:: WHAT IS ASKED ::
Count the lines in the data below that contain the string "ground", with case mattering, and reply with only the number.

--------------------------------------------------

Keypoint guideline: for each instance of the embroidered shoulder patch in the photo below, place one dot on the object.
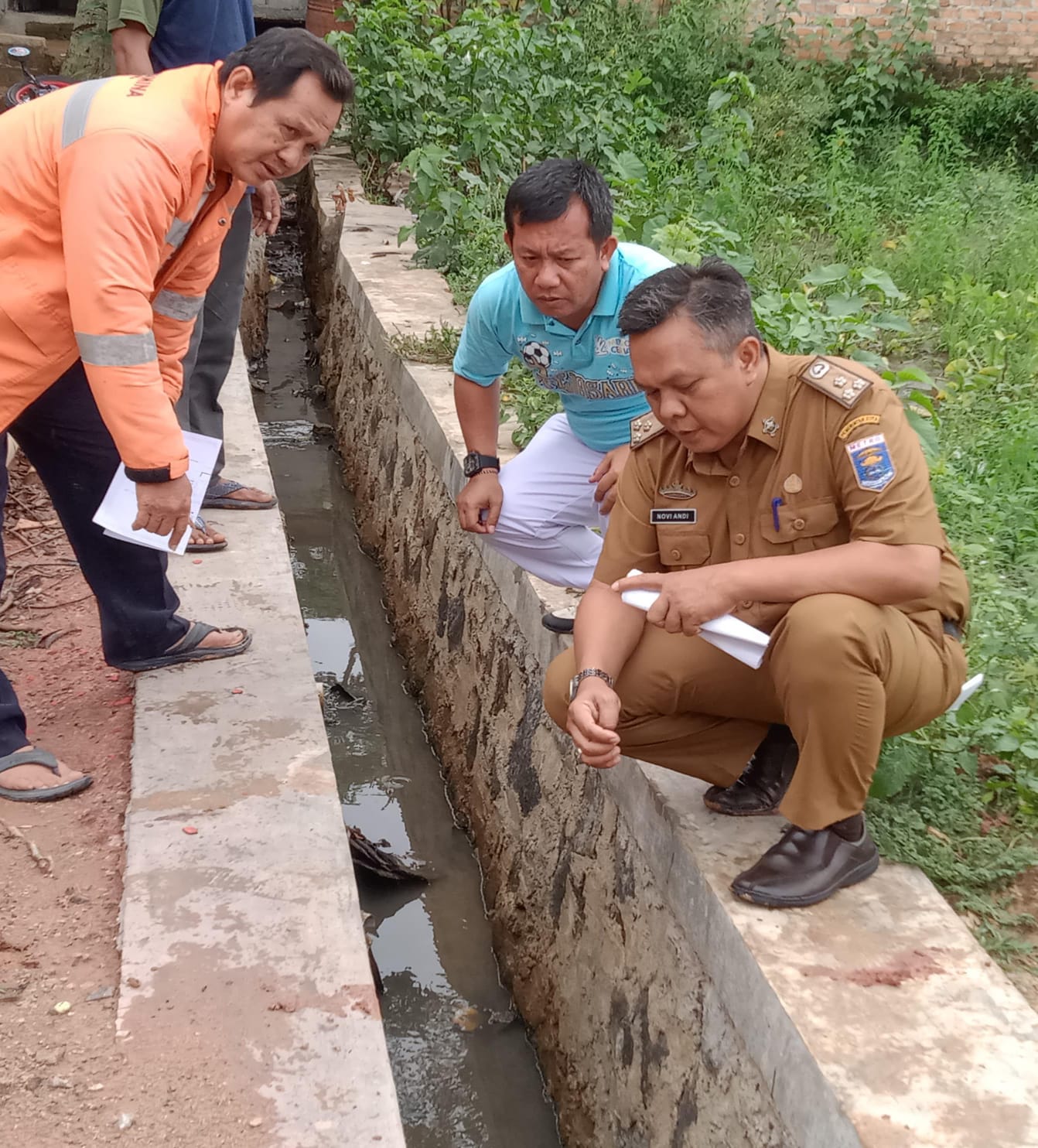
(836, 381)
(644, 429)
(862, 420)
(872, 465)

--------------------------------------------------

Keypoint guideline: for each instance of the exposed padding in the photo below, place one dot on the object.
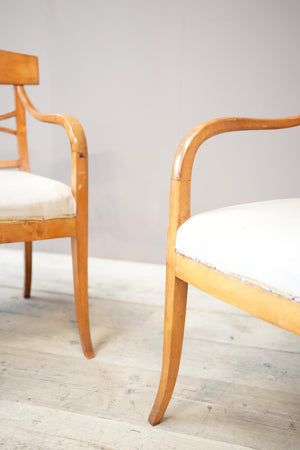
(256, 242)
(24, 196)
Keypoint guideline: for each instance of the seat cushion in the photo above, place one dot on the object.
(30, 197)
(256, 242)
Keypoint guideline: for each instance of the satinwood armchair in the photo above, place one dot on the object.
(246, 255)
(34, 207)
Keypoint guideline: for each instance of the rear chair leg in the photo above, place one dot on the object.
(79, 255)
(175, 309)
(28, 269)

--------------------------------------------------

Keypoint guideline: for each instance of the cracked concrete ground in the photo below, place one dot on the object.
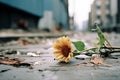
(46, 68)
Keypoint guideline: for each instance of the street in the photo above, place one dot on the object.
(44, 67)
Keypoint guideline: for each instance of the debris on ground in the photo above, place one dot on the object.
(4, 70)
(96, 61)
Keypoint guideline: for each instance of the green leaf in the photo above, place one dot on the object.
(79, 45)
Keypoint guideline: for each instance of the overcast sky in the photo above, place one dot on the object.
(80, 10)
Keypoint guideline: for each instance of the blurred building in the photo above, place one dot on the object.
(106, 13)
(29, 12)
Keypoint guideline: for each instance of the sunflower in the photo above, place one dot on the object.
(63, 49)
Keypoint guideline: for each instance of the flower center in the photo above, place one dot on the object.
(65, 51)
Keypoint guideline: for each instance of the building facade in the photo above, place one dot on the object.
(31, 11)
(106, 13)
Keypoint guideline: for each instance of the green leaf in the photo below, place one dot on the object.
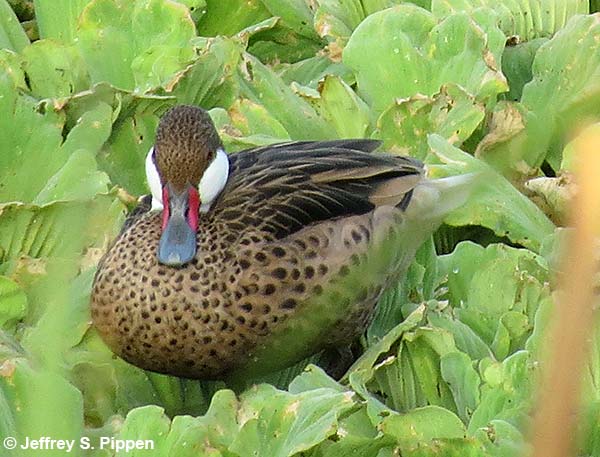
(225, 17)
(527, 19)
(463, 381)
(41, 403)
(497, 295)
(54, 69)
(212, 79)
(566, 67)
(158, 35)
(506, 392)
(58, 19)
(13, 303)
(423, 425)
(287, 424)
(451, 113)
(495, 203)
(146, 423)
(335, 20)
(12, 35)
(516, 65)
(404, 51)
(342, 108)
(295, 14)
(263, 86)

--------------------------------------------------

:: FINISHED TASK ::
2